## What the task requires
From the line that holds "Target: brick facade" to the end of the records, reproduce every line exactly. No pictures.

## Dataset excerpts
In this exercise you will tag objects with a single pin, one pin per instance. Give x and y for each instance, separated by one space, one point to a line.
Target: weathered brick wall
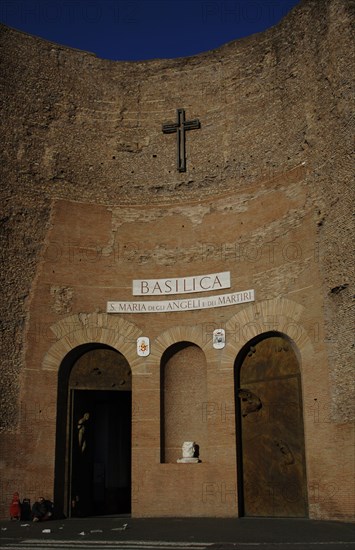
91 199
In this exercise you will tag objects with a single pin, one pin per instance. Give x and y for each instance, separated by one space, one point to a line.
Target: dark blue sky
143 29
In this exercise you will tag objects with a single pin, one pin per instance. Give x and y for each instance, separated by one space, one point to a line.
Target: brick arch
76 330
278 314
173 335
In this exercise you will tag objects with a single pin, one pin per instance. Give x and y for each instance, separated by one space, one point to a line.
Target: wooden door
272 458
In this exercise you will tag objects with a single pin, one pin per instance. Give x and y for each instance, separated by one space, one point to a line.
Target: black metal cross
180 127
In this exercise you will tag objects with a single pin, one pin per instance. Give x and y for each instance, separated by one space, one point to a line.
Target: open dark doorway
100 461
93 436
270 444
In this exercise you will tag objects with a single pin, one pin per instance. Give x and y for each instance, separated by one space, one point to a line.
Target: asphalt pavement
195 533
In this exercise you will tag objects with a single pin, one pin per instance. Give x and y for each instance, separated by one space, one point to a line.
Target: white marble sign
143 346
181 285
167 306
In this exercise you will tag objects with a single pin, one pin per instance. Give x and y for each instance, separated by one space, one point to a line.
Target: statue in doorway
189 449
81 431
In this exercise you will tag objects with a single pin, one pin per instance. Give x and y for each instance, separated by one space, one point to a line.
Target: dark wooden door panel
274 480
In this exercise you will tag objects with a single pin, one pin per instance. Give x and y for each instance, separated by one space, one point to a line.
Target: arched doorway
93 455
270 445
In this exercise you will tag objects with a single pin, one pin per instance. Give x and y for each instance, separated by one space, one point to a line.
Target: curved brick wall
91 196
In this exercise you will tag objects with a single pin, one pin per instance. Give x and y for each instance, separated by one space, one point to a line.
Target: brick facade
92 199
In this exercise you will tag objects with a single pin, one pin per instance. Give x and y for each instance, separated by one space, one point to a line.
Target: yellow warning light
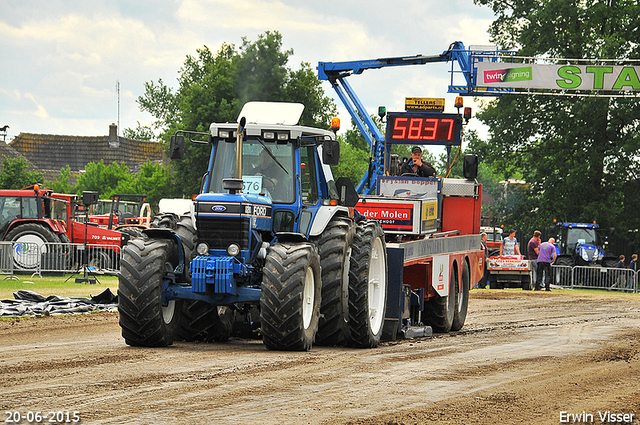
335 124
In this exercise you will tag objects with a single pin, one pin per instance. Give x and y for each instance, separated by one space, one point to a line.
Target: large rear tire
462 299
290 297
368 278
441 311
334 247
143 318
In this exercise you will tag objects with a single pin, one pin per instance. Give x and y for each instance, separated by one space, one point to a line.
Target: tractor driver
417 166
271 172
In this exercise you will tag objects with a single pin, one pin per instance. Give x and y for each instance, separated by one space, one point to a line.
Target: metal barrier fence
595 278
37 258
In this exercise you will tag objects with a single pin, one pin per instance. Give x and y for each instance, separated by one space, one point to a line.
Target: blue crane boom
337 72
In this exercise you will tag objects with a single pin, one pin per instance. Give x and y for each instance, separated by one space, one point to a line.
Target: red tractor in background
34 217
128 213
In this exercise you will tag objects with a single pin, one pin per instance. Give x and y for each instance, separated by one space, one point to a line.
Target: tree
141 132
214 87
15 174
577 154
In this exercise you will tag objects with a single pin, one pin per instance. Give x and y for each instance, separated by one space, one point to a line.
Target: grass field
56 285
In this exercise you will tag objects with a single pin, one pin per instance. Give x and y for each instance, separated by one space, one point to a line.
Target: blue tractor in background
578 244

## Answer section
Target: brick facade
92 199
In this exercise you will tag objects with a single pin, one pin per instance. Give x and y for each instance, separated by one space, one point to a line.
Target: yellow warning light
335 124
In this exercise you will tag objects with a single pin, one pin per instance. Give x and y for each instance, separated by one space, one point to a line.
Target: large rear tire
462 299
290 297
368 278
441 311
334 247
143 318
In this exercise you will tag objects with a single pin, one pin per instance. Give x and y for each instance, separated by one space, one point to a line.
Target: tractor driver
417 166
271 172
In this exercise you will tag objects with a single pin, one pin per instance. Give x and y for each instance, separated by one space, one point to a line.
Target: metal barrier fence
595 278
37 258
In this exercise you will tag objects with a single pin, one pin per instance. Give x and y for each instance, separated by one space, one point to a line.
Target: blue crane boom
337 72
In this exercise you will tag objects with a single pin, one pin per instance. Give x and y for each instance, separated by one space, one point to a line.
Target: red tractor in background
34 217
128 213
In this exercise you will tag objects with a single pin, one pin per instance. Give x and y for each instance, separated by one space, one point to a line.
Target: tree
141 132
214 87
15 174
577 154
In this exercise you will tag objects with a single pin, one pin per instance. Give x and y for each instance, separated by one space, one point to a line.
Target: grass field
56 285
In this exercise you will tag objects with a single pin, one pin per instance. Give x and y for each instance, separated by one space, one point to a line.
Target: blue tractor in background
578 244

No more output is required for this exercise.